## Record set:
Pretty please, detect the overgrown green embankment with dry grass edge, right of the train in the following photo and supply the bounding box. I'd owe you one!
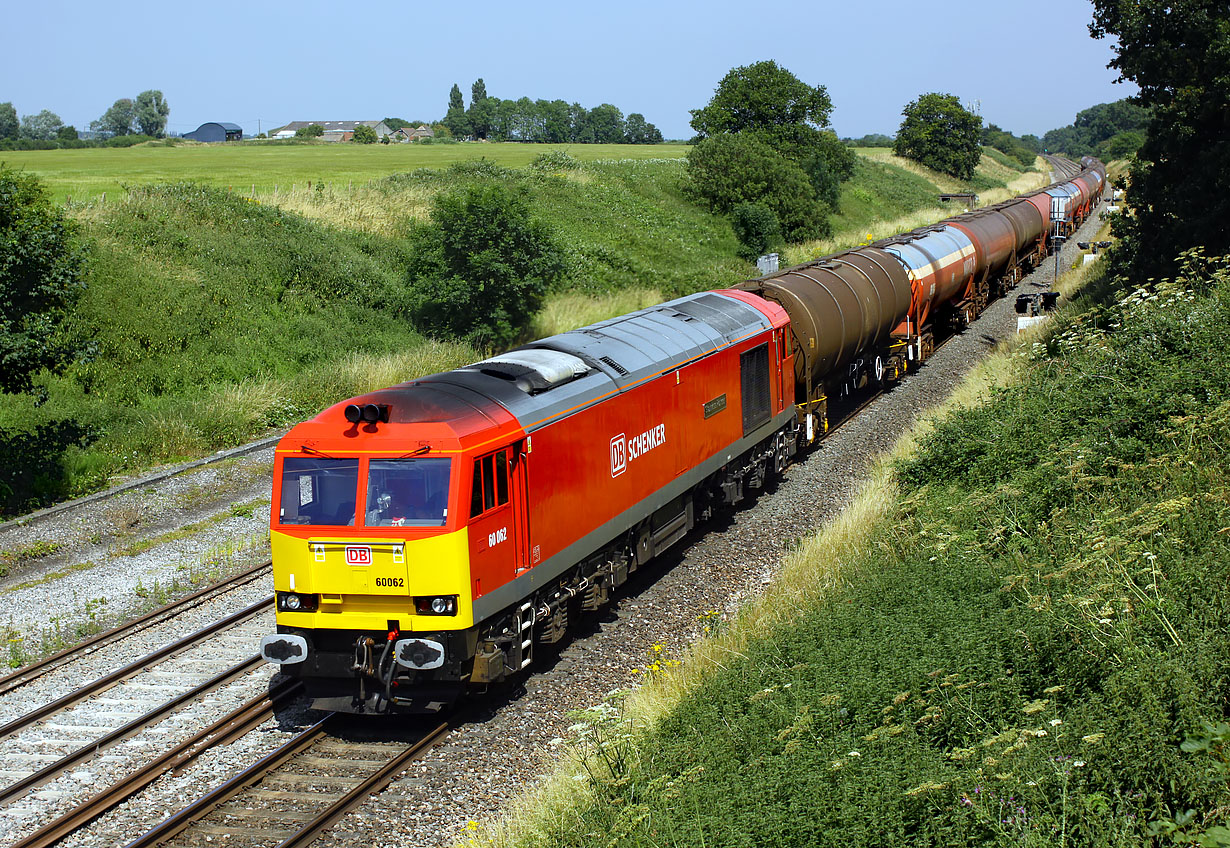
[484,251,1230,846]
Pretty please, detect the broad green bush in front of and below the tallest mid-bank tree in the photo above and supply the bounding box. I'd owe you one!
[688,133,828,241]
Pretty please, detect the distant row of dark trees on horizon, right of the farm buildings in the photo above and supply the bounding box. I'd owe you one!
[440,78,663,144]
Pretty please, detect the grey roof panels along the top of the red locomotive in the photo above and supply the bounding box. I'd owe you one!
[418,292,771,432]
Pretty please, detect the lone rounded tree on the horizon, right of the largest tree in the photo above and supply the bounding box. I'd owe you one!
[893,92,983,180]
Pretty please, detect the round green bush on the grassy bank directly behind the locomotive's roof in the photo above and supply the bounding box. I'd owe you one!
[411,185,565,347]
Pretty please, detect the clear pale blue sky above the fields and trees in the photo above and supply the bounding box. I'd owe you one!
[0,0,1135,138]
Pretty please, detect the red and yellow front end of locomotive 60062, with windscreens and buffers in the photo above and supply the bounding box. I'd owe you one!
[261,389,523,713]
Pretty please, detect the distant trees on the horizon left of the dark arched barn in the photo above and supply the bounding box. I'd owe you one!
[0,89,171,150]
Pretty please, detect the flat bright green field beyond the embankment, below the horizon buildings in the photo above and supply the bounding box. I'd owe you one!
[0,142,688,203]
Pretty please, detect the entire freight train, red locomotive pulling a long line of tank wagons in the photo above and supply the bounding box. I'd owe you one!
[261,160,1105,713]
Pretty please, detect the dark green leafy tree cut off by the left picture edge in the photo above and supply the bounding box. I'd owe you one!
[0,167,85,393]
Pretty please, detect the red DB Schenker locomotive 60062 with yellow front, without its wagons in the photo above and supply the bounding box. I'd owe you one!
[261,292,796,713]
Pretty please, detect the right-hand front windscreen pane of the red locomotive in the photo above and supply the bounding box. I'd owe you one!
[363,459,453,527]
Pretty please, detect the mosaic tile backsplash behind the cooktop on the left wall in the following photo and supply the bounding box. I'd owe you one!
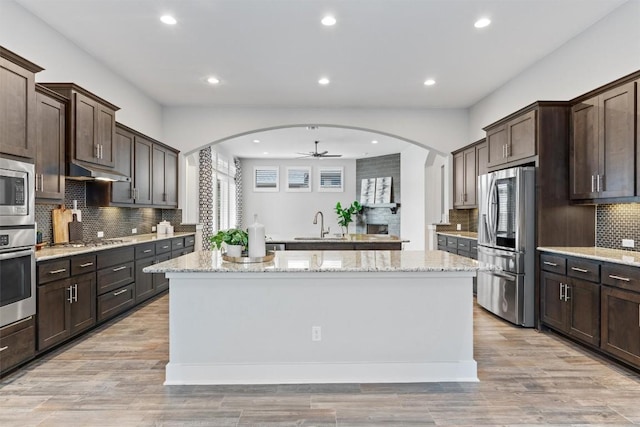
[36,180,182,242]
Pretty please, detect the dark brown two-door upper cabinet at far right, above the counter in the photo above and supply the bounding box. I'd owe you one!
[569,82,636,200]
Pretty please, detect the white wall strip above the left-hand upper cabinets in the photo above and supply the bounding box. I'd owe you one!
[0,0,163,141]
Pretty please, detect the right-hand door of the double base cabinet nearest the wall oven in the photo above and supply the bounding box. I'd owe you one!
[70,273,96,334]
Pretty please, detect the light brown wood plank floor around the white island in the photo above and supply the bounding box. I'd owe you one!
[0,295,640,427]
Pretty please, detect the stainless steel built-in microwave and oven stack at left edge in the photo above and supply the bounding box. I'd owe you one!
[0,158,36,327]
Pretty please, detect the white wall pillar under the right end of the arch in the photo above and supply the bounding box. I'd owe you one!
[400,145,429,250]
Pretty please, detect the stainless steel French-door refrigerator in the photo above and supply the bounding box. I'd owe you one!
[477,167,536,327]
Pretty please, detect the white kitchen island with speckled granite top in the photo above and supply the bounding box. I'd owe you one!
[144,251,484,385]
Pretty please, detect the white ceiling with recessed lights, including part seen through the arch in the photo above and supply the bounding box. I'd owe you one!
[17,0,625,158]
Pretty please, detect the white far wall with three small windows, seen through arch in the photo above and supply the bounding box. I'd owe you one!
[242,159,357,238]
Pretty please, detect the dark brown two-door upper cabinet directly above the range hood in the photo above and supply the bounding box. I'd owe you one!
[42,83,119,167]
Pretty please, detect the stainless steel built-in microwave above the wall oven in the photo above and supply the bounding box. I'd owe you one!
[0,158,35,226]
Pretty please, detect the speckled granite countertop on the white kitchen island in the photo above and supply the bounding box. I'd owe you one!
[143,251,495,273]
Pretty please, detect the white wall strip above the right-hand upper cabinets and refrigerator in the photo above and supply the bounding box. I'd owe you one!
[469,0,640,142]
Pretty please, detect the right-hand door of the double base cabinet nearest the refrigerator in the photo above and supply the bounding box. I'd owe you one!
[567,279,600,346]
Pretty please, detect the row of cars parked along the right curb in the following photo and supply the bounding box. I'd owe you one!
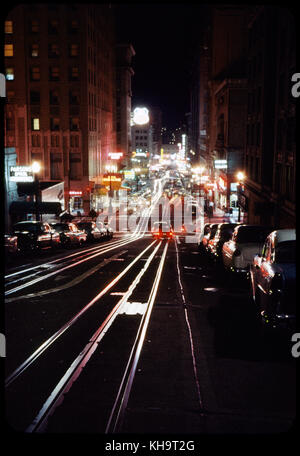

## Assignment:
Please reproduce, exactly and only, the lines from the line containing "nearest the refrigerator" through the last line of the material above, minus any pictures.

## Result for this exercise:
Pretty please, detect the right-hand door of the double base cabinet nearest the refrigerator in the photo above and supply the bounding box. I'd owe you one!
[567,279,600,346]
Pretty please, detect the row of cars parked along the right curb in the following photo and supply the bounding box. I'd owe you one!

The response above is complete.